> Things to do:
- A) According to the ground beef article, how many packages of raw ground beef did Consumer Reports test?
- B) Retype the ground beef article from "- 10 percent" up to and including "with proper cooking.".
- C) Write what comes next in the ground beef article, starting after its final sentence.

> Page text:
----------------------------------------

Just in time for Labor Day cookouts, Consumer Reports found that eating undercooked ground beef might leave you very sick. According to the organization’s investigation, supermarket ground beef can harbor superbugs, or antibiotic-resistant strains of bacteria. Oh, and almost all store-bought varieties likely contain fecal matter. Meanwhile, the meat industry and the U.S. Department of Agriculture (USDA) denies any harm.
— Consumer Reports (@ConsumerReports) August 25, 2015
Consumer Reports tested 300 packages of raw ground beef—conventionally and sustainably produced (meaning no antibiotics, organic or grass-fed)—from 100 food stores around the country, and “the results were sobering.”
Here’s what the team found:
- All 458 pounds of beef examined contained bacteria that signified fecal contamination (enterococcus and/or nontoxin-producing E. coli), which can cause blood or urinary tract infections.
- About 20 percent contained C. perfringens, a bacteria that causes almost 1 million cases of food poisoning annually.
- 10 percent of the samples had a strain of S. aureus bacteria that can produce a toxin that can make you sick. That toxin can’t be destroyed—even with proper cooking.
- 1 percent of the samples contained salmonella.
- On three conventional samples (and none on sustainable samples), the team found an antibiotic-resistant S. aureus bacteria called MRSA (methicillin-resistant staphylococcus aureus), which kills about 11,000 people in the U.S. every year.

----------------------------------------

> Recorded data:
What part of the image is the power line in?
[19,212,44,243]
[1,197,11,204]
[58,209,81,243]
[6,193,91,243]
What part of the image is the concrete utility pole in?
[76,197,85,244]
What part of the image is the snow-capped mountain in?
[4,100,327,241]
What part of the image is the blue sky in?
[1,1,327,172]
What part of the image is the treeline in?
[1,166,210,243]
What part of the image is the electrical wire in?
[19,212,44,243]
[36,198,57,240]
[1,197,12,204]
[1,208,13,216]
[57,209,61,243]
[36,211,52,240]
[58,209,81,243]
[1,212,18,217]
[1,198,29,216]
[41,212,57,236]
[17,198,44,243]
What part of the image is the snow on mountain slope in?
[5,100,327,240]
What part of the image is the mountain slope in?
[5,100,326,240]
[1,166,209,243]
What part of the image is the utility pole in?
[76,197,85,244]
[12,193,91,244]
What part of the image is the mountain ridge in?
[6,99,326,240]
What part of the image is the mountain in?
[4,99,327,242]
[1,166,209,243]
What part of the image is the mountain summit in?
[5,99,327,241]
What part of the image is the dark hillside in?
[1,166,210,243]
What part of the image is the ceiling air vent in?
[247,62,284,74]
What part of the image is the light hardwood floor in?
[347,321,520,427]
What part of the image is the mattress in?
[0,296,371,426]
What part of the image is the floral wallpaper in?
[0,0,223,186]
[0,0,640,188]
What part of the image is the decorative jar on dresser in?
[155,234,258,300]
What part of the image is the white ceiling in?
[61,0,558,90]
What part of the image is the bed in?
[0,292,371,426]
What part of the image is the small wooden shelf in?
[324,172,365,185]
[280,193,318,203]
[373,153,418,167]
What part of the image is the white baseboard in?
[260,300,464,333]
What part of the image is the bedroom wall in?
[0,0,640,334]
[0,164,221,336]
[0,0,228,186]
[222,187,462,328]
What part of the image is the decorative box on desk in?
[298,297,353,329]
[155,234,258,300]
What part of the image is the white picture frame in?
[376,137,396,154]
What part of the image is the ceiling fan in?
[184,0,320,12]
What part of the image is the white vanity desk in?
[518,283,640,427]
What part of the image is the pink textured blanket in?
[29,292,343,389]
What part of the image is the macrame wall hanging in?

----------------------------------------

> Task results:
- A) 300 packages

- B)
- 10 percent of the samples had a strain of S. aureus bacteria that can produce a toxin that can make you sick. That toxin can’t be destroyed—even with proper cooking.

- C)
While some percentages, such as the incidence of salmonella, sounds very little, Urvashi Rangan, Ph.D., executive director of the Center for Food Safety and Sustainability at Consumer Reports pointed out that if we “extrapolate that to the billions of pounds of ground beef we eat every year, and that’s a lot of burgers with the potential to make you sick.”
It comes as no surprise that sustainably produced ground beef contained less harmful bacteria. “Conventional beef was twice as likely to be contaminated with superbugs than was all types of sustainably produced beef,” the report said.
The biggest difference, the team found, was between conventional and grass-fed beef: only 6 percent of grass-fed samples contained superbugs.
“We know that sustainable methods are better for the environment and more humane to animals. But our tests also show that these methods can produce ground beef that poses fewer public health risks,” Rangan said.